> [Collected data entries]:
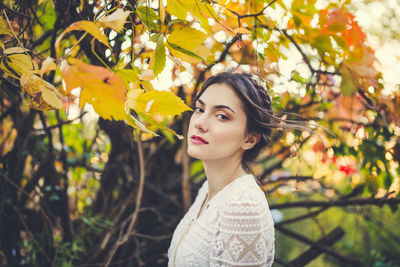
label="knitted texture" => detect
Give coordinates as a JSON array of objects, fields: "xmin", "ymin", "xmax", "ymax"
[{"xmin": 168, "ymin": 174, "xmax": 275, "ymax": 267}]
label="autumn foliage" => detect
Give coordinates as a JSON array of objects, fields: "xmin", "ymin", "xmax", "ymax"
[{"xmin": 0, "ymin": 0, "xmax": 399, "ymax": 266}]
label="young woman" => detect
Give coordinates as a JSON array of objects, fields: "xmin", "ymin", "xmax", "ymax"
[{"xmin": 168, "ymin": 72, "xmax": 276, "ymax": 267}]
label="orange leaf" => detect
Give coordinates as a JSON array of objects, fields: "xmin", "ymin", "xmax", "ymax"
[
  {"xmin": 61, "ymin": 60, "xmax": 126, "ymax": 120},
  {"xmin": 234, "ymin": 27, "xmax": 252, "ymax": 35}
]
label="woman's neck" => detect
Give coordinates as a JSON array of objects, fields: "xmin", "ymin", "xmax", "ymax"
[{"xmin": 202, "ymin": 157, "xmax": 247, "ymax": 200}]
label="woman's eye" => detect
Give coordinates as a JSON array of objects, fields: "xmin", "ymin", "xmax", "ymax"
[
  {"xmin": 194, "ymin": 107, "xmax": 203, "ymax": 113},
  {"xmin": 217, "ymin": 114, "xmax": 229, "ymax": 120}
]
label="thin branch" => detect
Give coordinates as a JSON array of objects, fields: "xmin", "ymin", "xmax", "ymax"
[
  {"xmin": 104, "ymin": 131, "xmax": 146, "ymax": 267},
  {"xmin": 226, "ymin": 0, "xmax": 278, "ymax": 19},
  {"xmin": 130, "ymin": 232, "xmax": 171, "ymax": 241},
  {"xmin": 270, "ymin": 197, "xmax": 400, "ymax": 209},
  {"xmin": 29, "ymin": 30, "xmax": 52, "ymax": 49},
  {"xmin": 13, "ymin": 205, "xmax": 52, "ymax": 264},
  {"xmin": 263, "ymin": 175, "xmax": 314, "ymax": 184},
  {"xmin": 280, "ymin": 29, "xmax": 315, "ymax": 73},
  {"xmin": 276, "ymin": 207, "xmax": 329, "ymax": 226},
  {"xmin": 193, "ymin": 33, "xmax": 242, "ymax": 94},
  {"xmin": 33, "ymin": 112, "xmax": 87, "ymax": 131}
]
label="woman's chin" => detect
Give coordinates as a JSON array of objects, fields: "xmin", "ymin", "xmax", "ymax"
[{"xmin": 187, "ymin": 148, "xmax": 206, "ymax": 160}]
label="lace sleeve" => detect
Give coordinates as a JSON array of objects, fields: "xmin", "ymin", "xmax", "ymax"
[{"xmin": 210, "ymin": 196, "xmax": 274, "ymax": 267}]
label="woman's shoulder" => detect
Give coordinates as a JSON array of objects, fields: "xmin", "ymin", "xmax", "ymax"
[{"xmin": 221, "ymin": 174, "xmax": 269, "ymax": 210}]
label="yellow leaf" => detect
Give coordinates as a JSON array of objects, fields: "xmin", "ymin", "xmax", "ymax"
--
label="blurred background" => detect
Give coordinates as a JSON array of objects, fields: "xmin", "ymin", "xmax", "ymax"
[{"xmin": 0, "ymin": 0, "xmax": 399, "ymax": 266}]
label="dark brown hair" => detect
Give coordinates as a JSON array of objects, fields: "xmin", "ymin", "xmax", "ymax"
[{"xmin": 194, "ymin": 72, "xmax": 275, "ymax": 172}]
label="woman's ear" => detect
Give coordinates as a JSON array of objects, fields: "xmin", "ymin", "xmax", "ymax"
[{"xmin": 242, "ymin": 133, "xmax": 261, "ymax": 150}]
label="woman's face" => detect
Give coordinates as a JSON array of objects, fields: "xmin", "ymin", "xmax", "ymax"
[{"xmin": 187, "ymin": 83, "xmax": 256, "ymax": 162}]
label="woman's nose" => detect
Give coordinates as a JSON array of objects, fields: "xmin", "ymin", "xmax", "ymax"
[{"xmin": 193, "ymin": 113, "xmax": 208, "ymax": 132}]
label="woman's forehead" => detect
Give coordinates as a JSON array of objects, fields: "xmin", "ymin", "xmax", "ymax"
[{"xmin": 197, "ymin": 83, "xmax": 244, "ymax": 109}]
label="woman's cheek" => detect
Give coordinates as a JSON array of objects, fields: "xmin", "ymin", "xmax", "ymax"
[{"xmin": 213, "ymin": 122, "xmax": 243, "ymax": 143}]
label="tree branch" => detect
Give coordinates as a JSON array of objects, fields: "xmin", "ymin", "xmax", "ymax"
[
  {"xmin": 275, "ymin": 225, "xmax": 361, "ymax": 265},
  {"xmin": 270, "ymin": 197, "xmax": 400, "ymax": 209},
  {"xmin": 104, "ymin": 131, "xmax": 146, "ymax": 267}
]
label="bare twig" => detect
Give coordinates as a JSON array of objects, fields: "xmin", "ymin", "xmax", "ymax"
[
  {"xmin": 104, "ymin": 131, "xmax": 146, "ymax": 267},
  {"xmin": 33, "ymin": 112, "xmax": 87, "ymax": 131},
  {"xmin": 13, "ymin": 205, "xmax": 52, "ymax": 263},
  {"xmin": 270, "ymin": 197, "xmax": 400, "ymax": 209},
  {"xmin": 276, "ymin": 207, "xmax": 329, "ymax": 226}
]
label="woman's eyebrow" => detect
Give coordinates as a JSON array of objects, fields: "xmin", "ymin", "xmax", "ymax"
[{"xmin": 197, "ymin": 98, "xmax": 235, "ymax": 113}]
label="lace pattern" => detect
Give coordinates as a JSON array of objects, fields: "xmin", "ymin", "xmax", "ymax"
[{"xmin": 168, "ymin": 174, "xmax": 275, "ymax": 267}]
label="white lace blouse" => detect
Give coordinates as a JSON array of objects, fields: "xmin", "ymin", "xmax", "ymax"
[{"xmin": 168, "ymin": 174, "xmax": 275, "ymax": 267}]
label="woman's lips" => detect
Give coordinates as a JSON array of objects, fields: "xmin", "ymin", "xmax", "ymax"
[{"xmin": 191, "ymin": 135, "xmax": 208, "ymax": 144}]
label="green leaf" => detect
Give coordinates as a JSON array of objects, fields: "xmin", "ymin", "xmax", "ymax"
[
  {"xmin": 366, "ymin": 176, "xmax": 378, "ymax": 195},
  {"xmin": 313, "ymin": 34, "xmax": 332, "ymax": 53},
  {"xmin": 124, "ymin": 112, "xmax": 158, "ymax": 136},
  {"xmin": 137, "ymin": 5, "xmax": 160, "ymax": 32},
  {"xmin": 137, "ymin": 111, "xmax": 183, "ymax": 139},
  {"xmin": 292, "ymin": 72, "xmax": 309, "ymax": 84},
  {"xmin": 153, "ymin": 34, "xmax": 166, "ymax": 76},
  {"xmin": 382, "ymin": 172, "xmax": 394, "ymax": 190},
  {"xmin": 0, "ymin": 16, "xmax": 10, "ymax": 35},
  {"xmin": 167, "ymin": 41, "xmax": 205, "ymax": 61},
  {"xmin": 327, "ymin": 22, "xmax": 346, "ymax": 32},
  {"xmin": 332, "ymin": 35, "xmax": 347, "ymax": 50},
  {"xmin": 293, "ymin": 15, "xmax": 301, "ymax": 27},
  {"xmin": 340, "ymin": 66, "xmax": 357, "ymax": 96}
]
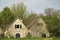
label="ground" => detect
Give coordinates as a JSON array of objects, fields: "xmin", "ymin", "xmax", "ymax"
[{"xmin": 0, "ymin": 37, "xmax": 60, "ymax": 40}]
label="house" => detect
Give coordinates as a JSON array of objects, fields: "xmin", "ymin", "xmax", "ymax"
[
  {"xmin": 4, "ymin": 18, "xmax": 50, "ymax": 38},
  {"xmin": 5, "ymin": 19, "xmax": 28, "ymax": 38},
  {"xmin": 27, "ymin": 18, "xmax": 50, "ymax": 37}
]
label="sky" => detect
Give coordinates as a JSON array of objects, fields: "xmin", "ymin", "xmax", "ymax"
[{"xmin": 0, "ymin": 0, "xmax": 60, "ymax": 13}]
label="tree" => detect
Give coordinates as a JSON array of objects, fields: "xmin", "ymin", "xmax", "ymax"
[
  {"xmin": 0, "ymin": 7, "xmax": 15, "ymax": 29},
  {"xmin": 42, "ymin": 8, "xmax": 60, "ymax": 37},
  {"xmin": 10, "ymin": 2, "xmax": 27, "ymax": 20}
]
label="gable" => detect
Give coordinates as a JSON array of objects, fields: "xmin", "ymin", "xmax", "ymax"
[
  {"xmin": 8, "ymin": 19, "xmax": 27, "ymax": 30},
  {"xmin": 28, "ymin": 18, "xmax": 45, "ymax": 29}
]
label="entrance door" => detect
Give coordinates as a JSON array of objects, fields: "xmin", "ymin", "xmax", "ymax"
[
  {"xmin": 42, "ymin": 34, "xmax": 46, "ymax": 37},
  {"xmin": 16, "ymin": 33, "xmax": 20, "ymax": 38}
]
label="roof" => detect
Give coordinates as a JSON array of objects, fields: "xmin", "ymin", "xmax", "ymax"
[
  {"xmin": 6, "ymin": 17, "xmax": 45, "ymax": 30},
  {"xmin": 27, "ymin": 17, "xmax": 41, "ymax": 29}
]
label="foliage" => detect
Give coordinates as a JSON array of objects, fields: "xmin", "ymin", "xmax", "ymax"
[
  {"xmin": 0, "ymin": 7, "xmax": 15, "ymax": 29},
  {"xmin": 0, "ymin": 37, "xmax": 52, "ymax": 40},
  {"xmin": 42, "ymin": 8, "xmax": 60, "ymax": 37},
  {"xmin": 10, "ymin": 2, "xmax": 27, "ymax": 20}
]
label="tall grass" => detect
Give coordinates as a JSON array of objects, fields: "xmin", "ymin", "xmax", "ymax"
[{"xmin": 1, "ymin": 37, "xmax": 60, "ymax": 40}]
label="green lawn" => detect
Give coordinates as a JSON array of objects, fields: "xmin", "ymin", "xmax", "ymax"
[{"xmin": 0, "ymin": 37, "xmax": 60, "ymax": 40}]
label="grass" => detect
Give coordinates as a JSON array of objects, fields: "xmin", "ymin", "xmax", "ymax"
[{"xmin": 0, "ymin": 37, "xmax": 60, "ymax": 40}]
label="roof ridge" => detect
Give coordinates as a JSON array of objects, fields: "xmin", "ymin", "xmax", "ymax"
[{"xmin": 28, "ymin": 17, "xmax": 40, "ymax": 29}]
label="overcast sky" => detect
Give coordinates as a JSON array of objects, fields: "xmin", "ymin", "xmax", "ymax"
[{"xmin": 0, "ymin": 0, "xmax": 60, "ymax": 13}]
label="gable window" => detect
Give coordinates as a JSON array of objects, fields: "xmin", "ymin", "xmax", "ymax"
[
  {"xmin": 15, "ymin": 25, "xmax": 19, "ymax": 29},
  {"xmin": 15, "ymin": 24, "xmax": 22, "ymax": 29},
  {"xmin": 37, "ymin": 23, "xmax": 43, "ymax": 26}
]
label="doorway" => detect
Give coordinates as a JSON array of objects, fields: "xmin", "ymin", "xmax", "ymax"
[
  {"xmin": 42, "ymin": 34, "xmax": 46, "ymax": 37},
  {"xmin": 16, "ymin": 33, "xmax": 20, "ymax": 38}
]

> [Requirement]: The required answer is each line of the entries containing the string "gable".

> [Expected answer]:
label="gable" => detect
label="gable window" => detect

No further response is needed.